[Region pointing data]
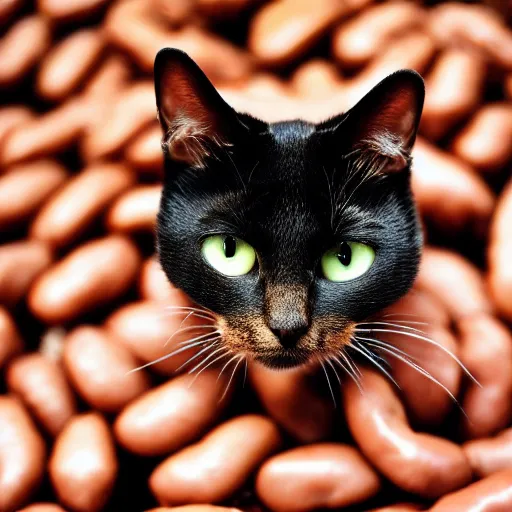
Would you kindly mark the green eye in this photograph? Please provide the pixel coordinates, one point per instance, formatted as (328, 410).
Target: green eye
(348, 261)
(228, 255)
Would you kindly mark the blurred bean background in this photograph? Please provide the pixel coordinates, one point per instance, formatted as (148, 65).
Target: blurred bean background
(82, 298)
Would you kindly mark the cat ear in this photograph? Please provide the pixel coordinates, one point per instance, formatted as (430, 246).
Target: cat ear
(195, 119)
(382, 126)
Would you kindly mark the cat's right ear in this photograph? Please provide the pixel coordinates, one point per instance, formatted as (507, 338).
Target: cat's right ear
(195, 120)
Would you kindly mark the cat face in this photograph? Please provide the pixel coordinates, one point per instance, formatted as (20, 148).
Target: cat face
(291, 232)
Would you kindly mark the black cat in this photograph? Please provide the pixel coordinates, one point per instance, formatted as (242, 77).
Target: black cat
(288, 233)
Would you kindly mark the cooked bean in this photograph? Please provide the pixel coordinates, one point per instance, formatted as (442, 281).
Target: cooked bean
(359, 40)
(22, 455)
(153, 283)
(486, 350)
(10, 339)
(454, 89)
(93, 274)
(171, 415)
(292, 400)
(61, 71)
(63, 219)
(454, 281)
(319, 476)
(26, 187)
(448, 192)
(83, 465)
(42, 386)
(485, 141)
(20, 265)
(215, 467)
(21, 47)
(135, 210)
(492, 494)
(423, 464)
(99, 369)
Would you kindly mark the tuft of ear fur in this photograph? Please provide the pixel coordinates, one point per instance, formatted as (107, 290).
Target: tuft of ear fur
(195, 119)
(383, 125)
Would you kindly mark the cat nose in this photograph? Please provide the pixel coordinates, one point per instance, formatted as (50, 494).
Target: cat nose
(289, 337)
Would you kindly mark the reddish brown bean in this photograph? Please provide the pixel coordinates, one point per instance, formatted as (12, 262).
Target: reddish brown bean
(499, 254)
(63, 219)
(171, 415)
(153, 283)
(454, 281)
(359, 40)
(490, 455)
(43, 388)
(423, 464)
(485, 141)
(26, 187)
(448, 192)
(93, 274)
(454, 89)
(492, 494)
(10, 339)
(61, 71)
(214, 468)
(83, 466)
(319, 476)
(486, 350)
(101, 370)
(292, 399)
(21, 47)
(135, 210)
(22, 455)
(20, 265)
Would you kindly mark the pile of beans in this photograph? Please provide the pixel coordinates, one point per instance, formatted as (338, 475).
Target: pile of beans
(83, 301)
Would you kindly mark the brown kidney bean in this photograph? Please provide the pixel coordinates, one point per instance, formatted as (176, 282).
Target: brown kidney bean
(423, 464)
(319, 476)
(20, 264)
(61, 71)
(63, 219)
(153, 283)
(490, 455)
(283, 30)
(485, 141)
(472, 25)
(43, 388)
(454, 281)
(453, 90)
(101, 370)
(171, 415)
(292, 400)
(94, 274)
(83, 465)
(50, 133)
(26, 187)
(492, 494)
(22, 455)
(215, 467)
(486, 350)
(135, 210)
(10, 339)
(151, 331)
(359, 40)
(448, 192)
(145, 151)
(21, 47)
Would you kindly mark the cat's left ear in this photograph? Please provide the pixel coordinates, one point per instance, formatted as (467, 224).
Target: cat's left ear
(195, 119)
(383, 125)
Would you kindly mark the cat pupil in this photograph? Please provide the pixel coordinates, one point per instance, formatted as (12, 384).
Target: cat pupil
(229, 246)
(345, 254)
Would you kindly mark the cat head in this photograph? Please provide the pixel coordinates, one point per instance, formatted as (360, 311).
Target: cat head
(289, 232)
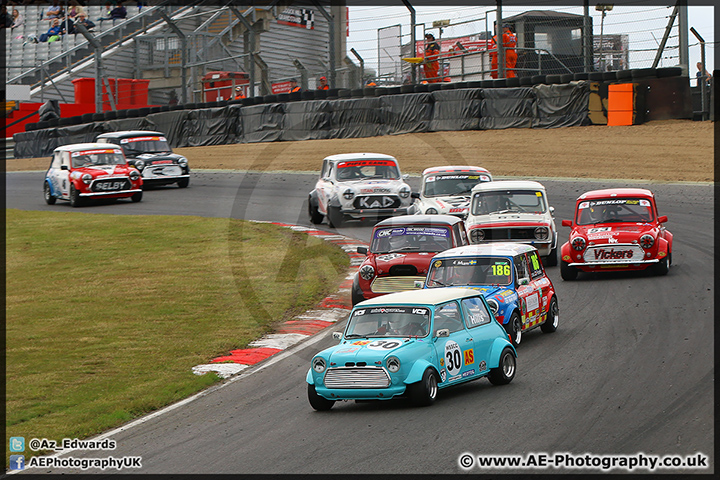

### [Work to be completed]
Above are the records. Copy the lines beginning at the one that has "Would you kindly mark the reddish" and ending with the one that has "Would you kindly mark the cat's left", unchanged.

### [Answer box]
Would you kindly mark the reddish brown bean in this photograph? Please provide the pixel coordinates, one point per instance, formatted as (12, 262).
Target: reddish brown bean
(499, 254)
(63, 219)
(171, 415)
(153, 283)
(454, 281)
(359, 40)
(490, 455)
(43, 388)
(423, 464)
(485, 141)
(26, 187)
(448, 192)
(93, 274)
(454, 89)
(492, 494)
(10, 339)
(61, 71)
(214, 468)
(83, 466)
(319, 476)
(486, 350)
(101, 370)
(292, 399)
(21, 47)
(135, 210)
(22, 455)
(20, 265)
Would you kindly mark the pile of beans in this photograph? Please provide the pixel coordinates, one point per instance, formatted as (338, 475).
Target: pile of beans
(83, 301)
Would you kindly mark the brown kidney bean in this photograph? Please provide the pixel coordinates, one point per instance, formatted as (176, 282).
Target: brown kidney bean
(423, 464)
(319, 476)
(20, 264)
(61, 71)
(63, 219)
(153, 283)
(490, 455)
(283, 30)
(485, 141)
(472, 25)
(43, 388)
(454, 281)
(453, 90)
(101, 370)
(171, 415)
(292, 400)
(94, 274)
(83, 465)
(50, 133)
(26, 187)
(492, 494)
(22, 455)
(215, 467)
(486, 350)
(135, 210)
(10, 339)
(151, 331)
(359, 40)
(448, 192)
(145, 151)
(21, 47)
Would you kindly mark the cat's left ear in this photograph? Please provide the pixel coordinates, one point per instance, formatted as (467, 224).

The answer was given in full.